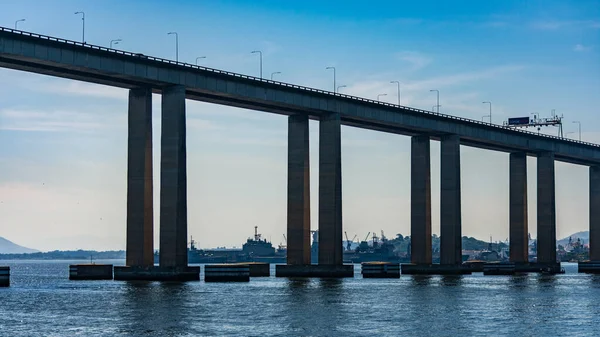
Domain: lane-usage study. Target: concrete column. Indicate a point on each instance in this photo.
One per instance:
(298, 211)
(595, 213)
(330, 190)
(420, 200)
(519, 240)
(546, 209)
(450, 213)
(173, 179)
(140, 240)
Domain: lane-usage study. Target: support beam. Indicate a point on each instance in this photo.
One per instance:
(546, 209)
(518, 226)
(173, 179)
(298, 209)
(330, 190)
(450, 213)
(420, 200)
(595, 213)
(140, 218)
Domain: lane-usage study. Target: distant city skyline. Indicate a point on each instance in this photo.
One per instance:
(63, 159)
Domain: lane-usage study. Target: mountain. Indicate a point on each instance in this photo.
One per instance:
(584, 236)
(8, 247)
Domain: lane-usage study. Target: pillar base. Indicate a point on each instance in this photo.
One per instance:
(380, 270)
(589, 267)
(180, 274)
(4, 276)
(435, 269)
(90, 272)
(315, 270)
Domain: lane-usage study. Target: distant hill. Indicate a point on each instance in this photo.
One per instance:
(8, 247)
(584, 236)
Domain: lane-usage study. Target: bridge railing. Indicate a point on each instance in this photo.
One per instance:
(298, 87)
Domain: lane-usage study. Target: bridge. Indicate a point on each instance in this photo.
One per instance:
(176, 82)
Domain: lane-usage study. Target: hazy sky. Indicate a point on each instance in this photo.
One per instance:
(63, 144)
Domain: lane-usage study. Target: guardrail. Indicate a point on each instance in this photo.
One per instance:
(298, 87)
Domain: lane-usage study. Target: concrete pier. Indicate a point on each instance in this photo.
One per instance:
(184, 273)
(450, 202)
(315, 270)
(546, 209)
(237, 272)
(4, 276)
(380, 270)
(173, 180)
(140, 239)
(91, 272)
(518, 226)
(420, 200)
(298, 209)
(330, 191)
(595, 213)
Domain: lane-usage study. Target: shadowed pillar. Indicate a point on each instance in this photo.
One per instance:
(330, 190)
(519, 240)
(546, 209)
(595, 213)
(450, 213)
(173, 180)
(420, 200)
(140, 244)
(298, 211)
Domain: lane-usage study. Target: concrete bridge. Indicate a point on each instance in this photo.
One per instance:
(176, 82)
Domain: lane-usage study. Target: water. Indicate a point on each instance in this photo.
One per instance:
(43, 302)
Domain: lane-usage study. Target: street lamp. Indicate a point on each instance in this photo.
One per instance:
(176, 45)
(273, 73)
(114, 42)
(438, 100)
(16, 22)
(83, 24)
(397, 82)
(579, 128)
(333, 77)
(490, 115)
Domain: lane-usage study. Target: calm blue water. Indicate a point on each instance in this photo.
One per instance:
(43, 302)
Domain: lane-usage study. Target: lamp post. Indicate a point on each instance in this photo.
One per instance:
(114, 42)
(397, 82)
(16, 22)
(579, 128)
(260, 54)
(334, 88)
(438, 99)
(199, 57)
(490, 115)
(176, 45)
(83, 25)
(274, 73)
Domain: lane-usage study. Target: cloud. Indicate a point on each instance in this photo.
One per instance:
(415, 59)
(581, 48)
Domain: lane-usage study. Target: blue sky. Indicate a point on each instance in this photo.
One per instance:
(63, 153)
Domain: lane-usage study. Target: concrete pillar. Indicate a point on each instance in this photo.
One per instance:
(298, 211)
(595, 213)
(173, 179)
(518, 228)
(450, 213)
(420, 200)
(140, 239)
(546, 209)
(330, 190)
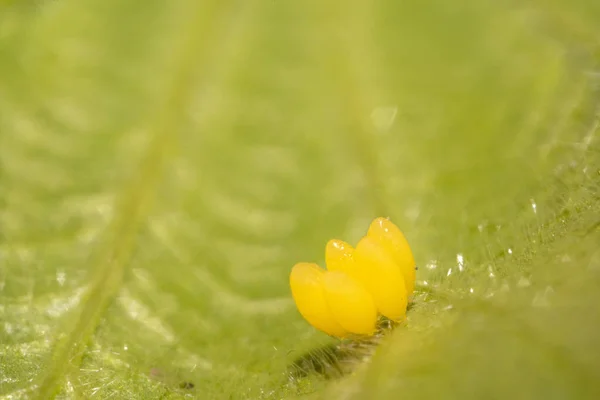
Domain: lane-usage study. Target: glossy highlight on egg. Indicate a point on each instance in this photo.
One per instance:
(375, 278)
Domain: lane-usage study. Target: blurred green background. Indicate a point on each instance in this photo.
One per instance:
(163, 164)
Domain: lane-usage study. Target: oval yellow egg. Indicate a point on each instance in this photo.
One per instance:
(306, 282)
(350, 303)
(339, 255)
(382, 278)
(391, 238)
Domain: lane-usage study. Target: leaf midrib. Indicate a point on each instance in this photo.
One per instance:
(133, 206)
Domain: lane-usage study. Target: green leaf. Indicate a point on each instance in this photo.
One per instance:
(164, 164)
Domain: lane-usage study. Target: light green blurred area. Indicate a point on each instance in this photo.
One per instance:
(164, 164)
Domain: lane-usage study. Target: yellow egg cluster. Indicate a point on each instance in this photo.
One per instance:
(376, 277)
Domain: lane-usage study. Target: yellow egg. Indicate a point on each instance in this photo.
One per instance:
_ _ _ _
PROBLEM: Transcribe all the entries above verbatim, omitting the pictures.

EXERCISE RESPONSE:
Domain: lane-usage study. Target: concrete column. Indicate a point on each instance in this photo.
One per instance:
(298, 211)
(595, 213)
(330, 190)
(420, 200)
(519, 240)
(546, 209)
(450, 213)
(173, 179)
(140, 240)
Domain: lane-usage study. Target: support beam. Indicate a point on each instance in this photo.
One per instance:
(546, 209)
(518, 226)
(173, 179)
(298, 209)
(330, 190)
(450, 213)
(420, 200)
(595, 213)
(140, 218)
Domain: lane-usage study. Target: distant city skyline. Indicate a point on each instance in this photo.
One per instance:
(63, 159)
Domain: lane-usage study. Target: mountain. Indicate a point on each instance in this photo.
One per instance:
(584, 236)
(8, 247)
Domain: lane-usage study. Target: pillar base. Indicate a point on each instance in this photo.
One per instance:
(380, 270)
(589, 267)
(180, 274)
(4, 276)
(435, 269)
(90, 272)
(315, 270)
Domain: lane-usage study. Target: distant hill. Indicate a point on each instance in this photo.
One per instance:
(8, 247)
(584, 236)
Domain: lane-usage study. Target: bridge railing. Indicate a point on each instance in this photo.
One per instance:
(298, 87)
Domain: lane-usage study. Target: bridge. Indicate a point on each instance in this photo.
One per instance:
(176, 82)
Domain: lane-usage study. Target: hazy sky. Indicate a point on each instance in this photo.
One per instance:
(63, 144)
Domain: lane-usage study. Target: guardrail. Indicate a point on each instance in this photo.
One per instance:
(298, 87)
Domain: lane-usage study. Target: concrete pier. Indicate a point on each instance in this photo.
One per instance:
(184, 273)
(450, 202)
(315, 270)
(546, 209)
(237, 272)
(4, 276)
(380, 270)
(173, 180)
(140, 239)
(91, 272)
(518, 226)
(420, 200)
(298, 209)
(330, 191)
(595, 213)
Domain: lane-usage study. Target: shadowed pillar. Indicate a point on each instance in this photo.
One per instance:
(330, 190)
(519, 240)
(546, 209)
(595, 213)
(450, 213)
(173, 180)
(420, 200)
(140, 244)
(298, 211)
Domain: lane-usage study. Target: concrete bridge. Indicate a point on each instance in this photo.
One per instance:
(176, 82)
Domain: lane-usage study. Target: water. Indicate a point on each instance in this photo.
One per instance:
(43, 302)
Domain: lane-usage study. Target: street lamp. Indicate a point on each instance in this photo.
One per instance:
(176, 45)
(273, 73)
(114, 42)
(438, 100)
(16, 22)
(83, 24)
(397, 82)
(579, 128)
(333, 77)
(490, 115)
Domain: lane-usage study. Target: calm blue water. Indicate a point on each instance in this photo.
One per instance:
(43, 302)
Domain: lane-usage study. Target: lamp post. Indicate a point on each instance in this photo.
One per instance:
(114, 42)
(397, 82)
(16, 22)
(579, 128)
(260, 54)
(334, 88)
(438, 99)
(199, 57)
(490, 115)
(176, 45)
(83, 25)
(274, 73)
Domain: lane-usage study. Target: cloud. Indicate a point on each instance in this photo.
One per instance:
(415, 59)
(581, 48)
Domain: lane-usage study. Target: blue sky. Indicate a point on each instance in this photo.
One per instance:
(63, 153)
Domain: lane-usage study. Target: concrete pillar. Indicate a point on each instance in this photo.
One per instance:
(298, 211)
(595, 213)
(173, 179)
(518, 228)
(450, 213)
(420, 200)
(140, 239)
(546, 209)
(330, 190)
Domain: lane-usage study. Target: glossy highlight on egg. Indicate a point on each instance in this photo.
One per instance:
(375, 278)
Domain: lane-usage study. Target: blurred green background. Indicate a point on each instance in this photo.
One per instance:
(163, 164)
Domain: lane-usage study. Target: oval yellow egg. Indicate a point on each instance in this photo.
One per instance:
(306, 282)
(350, 303)
(339, 255)
(382, 278)
(391, 238)
Domain: lane-usage study. Target: leaf midrib. Indicate a point on each instance in this photo.
One per instance:
(133, 206)
Domain: lane-usage study. Target: green leaf. Indicate a point on each instance in this photo.
One per instance:
(164, 164)
Domain: lane-usage study. Target: light green blurred area. Indicate a point on each instance in this photo.
One per instance:
(164, 164)
Domain: lane-usage study. Target: yellow egg cluster. Indicate a point on each instance in this photo.
One per instance:
(376, 277)
Domain: lane-usage study. Target: yellow egg. Indicate a point on each instance in this photo.
One per instance:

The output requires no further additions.